WHAT IS REQUIRED: Copy these lines verbatim, beginning at the line containing "locate_in_image(woman with sunglasses)" and ending after the line containing "(281, 220), (300, 233)".

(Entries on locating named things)

★ ★ ★ ★ ★

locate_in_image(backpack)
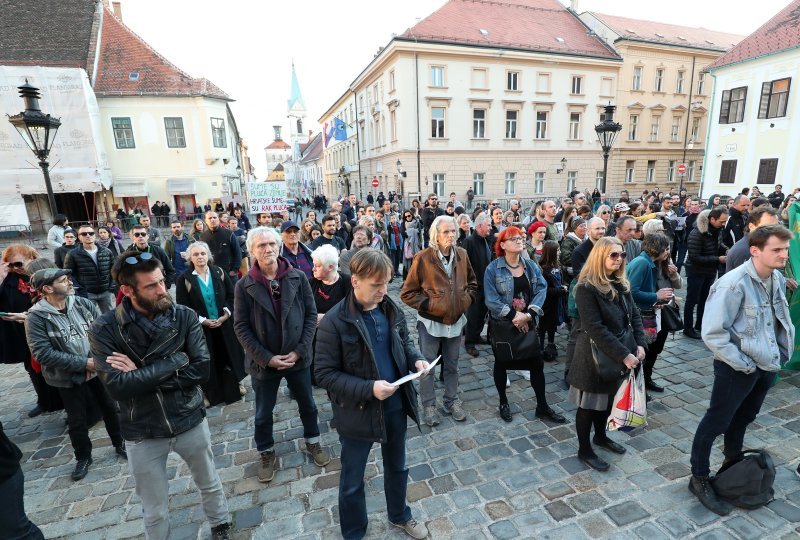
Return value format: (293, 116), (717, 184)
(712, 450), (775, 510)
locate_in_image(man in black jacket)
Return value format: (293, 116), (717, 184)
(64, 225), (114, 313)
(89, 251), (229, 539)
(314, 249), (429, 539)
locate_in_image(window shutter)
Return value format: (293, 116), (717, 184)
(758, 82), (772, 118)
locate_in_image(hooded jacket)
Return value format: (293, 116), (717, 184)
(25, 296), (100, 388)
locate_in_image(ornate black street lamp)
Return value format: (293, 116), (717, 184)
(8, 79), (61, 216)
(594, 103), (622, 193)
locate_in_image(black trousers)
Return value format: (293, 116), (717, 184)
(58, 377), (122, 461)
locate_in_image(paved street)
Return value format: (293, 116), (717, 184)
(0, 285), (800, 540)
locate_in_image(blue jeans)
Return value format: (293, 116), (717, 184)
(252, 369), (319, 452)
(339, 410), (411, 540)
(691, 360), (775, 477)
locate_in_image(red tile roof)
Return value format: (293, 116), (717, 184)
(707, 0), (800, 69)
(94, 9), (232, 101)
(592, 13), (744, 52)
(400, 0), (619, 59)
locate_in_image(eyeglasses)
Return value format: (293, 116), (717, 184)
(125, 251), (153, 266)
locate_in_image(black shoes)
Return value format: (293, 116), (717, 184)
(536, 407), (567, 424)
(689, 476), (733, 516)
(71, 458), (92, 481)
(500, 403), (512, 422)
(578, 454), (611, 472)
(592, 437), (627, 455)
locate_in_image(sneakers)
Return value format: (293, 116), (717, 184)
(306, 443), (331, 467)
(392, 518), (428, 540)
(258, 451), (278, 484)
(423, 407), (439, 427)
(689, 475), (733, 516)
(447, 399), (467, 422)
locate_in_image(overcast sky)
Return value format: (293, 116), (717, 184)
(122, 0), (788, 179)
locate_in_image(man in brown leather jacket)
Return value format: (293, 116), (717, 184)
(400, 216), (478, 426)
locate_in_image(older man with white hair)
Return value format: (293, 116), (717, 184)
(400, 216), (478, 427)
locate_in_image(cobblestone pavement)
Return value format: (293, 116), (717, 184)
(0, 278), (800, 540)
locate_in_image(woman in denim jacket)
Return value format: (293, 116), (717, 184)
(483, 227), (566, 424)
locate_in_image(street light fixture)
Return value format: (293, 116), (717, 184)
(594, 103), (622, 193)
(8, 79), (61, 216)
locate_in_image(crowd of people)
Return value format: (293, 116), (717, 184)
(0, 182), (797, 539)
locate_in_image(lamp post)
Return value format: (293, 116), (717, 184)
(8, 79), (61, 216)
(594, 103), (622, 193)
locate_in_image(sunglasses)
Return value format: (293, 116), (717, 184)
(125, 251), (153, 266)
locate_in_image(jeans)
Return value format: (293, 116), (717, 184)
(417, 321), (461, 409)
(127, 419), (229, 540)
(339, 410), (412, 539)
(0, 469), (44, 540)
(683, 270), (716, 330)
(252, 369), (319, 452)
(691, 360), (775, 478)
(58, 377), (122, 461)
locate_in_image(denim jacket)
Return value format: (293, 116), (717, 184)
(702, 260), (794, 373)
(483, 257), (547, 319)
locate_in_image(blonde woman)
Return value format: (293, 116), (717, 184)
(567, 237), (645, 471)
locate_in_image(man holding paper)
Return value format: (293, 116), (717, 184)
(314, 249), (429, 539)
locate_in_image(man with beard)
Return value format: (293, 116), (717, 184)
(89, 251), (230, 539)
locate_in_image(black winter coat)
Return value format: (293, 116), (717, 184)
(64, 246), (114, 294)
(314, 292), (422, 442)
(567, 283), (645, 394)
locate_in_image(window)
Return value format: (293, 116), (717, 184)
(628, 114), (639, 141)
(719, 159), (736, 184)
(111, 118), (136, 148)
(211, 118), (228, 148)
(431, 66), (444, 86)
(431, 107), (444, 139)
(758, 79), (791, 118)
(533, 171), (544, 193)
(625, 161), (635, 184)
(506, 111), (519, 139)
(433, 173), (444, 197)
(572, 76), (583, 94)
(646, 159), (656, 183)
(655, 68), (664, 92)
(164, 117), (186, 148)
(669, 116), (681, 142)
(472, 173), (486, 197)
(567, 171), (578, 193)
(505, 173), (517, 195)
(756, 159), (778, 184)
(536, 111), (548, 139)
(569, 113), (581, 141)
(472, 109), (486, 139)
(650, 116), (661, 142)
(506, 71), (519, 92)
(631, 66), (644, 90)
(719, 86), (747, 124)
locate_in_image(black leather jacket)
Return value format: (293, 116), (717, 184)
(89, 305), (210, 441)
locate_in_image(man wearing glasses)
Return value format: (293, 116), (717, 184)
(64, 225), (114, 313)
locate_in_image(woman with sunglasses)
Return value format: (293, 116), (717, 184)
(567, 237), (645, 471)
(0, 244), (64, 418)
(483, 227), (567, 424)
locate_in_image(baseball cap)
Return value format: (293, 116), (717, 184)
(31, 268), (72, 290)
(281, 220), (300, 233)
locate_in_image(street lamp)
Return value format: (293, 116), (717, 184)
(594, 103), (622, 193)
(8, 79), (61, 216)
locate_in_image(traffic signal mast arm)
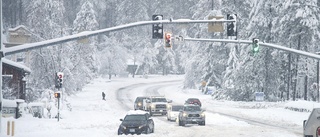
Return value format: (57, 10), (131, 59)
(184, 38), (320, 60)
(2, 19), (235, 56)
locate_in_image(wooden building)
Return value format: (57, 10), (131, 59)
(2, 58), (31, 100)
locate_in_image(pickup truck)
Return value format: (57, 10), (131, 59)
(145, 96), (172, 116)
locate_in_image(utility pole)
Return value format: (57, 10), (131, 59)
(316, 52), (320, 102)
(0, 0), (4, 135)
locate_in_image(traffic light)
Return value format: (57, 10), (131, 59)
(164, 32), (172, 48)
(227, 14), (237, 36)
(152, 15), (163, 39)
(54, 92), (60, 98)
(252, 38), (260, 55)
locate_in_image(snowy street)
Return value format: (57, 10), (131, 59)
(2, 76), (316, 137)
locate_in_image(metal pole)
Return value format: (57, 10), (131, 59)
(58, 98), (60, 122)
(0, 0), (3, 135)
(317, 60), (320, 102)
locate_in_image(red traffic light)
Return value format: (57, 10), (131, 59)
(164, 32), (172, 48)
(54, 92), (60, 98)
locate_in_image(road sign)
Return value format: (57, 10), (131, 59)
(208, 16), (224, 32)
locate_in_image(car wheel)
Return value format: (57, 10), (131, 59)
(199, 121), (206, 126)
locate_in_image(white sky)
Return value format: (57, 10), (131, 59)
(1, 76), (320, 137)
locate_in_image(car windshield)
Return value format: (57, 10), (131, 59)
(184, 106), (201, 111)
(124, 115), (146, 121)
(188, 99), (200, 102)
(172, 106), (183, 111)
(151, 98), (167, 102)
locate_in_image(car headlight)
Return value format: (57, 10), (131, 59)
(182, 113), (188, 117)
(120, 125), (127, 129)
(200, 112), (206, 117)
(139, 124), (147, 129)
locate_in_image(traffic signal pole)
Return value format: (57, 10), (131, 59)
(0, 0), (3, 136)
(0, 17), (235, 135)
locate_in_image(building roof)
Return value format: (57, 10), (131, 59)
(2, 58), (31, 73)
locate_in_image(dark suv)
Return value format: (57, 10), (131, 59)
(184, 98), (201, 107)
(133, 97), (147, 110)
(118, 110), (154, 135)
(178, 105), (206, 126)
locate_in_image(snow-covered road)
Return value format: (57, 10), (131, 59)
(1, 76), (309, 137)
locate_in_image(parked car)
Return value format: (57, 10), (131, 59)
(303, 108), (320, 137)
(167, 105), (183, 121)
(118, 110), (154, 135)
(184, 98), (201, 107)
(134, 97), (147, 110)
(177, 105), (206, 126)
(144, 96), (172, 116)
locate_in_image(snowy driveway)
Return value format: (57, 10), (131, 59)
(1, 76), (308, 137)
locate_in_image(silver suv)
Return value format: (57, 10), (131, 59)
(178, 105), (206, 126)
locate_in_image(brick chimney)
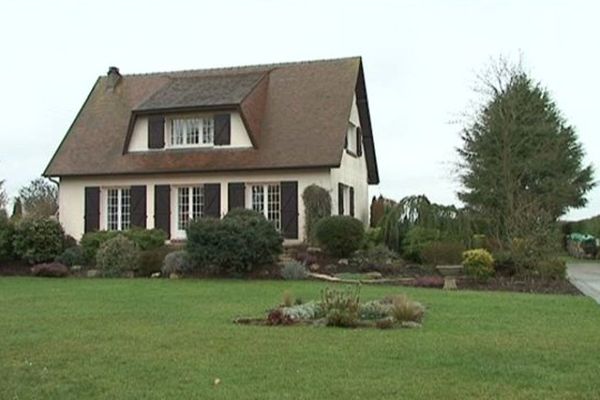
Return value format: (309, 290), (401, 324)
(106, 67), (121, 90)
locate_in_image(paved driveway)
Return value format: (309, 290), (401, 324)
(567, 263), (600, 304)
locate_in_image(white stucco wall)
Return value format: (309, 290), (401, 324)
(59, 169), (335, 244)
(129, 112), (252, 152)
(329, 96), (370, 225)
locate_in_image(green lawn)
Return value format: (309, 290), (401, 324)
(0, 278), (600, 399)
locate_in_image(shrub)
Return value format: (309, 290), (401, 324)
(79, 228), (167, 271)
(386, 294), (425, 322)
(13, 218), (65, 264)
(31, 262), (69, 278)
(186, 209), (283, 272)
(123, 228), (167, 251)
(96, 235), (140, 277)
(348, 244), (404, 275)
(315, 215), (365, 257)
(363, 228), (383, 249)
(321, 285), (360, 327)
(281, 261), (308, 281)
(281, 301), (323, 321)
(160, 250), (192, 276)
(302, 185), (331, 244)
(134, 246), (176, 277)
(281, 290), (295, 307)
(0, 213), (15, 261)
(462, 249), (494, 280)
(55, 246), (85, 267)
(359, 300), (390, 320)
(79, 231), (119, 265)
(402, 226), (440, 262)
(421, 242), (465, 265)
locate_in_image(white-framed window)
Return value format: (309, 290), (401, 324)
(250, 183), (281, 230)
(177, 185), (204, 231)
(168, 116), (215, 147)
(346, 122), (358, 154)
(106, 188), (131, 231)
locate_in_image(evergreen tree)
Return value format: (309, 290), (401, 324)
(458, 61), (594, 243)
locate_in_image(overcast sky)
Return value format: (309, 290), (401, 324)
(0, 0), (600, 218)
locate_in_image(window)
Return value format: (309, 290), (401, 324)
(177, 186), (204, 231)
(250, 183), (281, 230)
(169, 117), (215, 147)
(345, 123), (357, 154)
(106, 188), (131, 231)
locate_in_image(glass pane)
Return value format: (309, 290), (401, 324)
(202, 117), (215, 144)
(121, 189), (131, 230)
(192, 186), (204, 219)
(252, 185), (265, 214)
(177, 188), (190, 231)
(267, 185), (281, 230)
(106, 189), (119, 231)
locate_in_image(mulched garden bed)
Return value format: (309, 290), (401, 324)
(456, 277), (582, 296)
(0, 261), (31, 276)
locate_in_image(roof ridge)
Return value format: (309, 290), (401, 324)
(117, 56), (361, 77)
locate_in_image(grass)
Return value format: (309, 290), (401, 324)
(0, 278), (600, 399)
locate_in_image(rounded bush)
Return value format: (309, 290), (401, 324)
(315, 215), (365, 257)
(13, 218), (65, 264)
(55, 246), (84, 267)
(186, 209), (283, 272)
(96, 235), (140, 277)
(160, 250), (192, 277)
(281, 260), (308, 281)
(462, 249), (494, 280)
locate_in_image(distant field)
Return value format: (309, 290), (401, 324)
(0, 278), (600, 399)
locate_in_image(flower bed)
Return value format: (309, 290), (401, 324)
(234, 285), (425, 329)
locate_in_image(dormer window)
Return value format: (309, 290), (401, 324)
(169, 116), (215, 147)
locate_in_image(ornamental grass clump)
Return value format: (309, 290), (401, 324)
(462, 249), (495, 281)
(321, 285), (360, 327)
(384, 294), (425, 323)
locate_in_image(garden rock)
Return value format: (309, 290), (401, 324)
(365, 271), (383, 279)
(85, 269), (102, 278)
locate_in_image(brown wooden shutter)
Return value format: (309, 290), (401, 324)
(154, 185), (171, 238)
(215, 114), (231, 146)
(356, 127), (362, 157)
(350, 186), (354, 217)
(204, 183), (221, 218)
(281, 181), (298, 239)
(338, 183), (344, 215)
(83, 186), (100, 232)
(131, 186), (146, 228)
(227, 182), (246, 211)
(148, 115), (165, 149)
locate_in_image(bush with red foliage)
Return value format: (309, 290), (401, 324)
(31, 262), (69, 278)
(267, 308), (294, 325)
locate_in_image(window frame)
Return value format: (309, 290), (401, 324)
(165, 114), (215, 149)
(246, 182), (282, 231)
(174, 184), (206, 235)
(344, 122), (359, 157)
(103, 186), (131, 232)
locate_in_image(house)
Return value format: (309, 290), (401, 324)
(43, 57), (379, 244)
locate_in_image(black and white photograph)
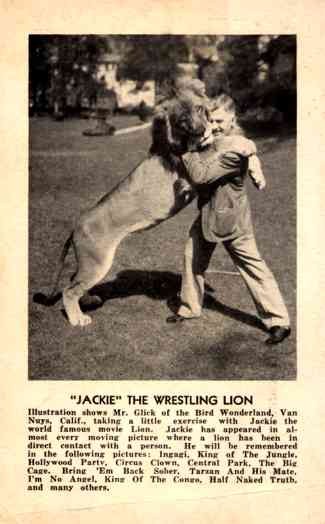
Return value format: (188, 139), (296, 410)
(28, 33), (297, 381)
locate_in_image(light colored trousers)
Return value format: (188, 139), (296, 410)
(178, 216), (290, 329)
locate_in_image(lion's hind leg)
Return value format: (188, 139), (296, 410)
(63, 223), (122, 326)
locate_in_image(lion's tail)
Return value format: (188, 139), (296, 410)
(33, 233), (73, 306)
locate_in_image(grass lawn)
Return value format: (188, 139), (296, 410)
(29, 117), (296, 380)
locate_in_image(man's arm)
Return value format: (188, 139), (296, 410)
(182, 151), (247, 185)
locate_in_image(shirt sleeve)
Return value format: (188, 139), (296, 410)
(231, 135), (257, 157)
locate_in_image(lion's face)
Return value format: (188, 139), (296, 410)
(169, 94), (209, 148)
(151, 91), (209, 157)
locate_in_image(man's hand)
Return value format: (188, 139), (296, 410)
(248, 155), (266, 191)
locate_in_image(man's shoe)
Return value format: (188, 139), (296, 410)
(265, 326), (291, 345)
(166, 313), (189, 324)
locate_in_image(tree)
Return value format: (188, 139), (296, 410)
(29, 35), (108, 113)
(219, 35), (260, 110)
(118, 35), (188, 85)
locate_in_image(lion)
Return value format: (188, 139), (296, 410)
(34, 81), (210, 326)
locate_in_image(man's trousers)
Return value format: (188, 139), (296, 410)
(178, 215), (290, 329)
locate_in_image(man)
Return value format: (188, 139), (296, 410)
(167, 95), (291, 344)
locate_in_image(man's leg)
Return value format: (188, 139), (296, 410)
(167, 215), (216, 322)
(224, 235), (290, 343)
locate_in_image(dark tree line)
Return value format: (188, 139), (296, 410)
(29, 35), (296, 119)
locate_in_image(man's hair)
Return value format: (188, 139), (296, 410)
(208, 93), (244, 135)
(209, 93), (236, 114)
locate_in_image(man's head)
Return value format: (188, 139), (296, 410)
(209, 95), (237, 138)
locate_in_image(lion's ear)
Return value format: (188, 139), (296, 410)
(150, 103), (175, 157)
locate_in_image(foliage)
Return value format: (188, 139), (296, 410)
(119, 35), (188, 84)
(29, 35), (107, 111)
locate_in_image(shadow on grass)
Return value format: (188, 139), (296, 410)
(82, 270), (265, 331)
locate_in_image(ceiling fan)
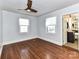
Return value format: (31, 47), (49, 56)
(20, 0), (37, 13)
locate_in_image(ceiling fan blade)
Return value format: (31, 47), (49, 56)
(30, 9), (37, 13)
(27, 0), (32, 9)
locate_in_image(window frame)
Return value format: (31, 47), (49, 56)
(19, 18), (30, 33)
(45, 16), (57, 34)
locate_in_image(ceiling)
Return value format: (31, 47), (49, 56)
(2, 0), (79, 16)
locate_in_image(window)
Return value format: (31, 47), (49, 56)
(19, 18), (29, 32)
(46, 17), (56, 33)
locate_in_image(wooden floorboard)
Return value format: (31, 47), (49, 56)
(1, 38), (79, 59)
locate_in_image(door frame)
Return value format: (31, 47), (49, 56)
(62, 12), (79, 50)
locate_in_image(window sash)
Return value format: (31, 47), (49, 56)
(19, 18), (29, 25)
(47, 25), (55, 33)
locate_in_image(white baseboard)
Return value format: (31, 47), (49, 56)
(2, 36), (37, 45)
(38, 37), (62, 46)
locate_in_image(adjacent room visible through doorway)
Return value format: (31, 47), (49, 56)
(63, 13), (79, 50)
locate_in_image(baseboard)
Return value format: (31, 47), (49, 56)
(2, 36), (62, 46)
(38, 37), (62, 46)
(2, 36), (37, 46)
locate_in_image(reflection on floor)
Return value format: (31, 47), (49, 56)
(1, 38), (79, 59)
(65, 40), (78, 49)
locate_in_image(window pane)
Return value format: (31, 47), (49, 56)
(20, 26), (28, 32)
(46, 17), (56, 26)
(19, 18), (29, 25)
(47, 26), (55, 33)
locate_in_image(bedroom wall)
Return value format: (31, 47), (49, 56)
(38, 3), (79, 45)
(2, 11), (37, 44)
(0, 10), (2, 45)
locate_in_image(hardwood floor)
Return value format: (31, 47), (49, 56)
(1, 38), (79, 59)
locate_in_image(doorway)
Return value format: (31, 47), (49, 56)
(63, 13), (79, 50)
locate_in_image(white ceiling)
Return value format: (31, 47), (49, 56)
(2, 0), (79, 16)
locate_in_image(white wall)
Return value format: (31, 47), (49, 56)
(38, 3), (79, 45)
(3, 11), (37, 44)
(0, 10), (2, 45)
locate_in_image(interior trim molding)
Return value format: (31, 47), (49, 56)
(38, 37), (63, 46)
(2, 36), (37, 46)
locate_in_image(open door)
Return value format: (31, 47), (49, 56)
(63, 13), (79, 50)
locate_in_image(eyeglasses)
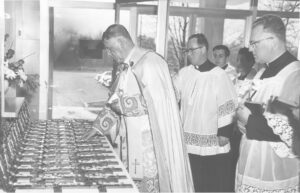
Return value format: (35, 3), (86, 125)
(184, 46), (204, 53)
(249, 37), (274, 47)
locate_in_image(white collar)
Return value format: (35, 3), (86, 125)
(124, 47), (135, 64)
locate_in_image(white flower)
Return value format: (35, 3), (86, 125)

★ ★ ★ ★ ★

CORRECT RESULT:
locate_in_image(woman with sunglasses)
Return value format: (293, 116), (717, 184)
(567, 237), (645, 471)
(0, 244), (64, 418)
(483, 227), (567, 424)
locate_in_image(baseball cap)
Return value format: (293, 116), (717, 184)
(31, 268), (72, 290)
(281, 220), (300, 233)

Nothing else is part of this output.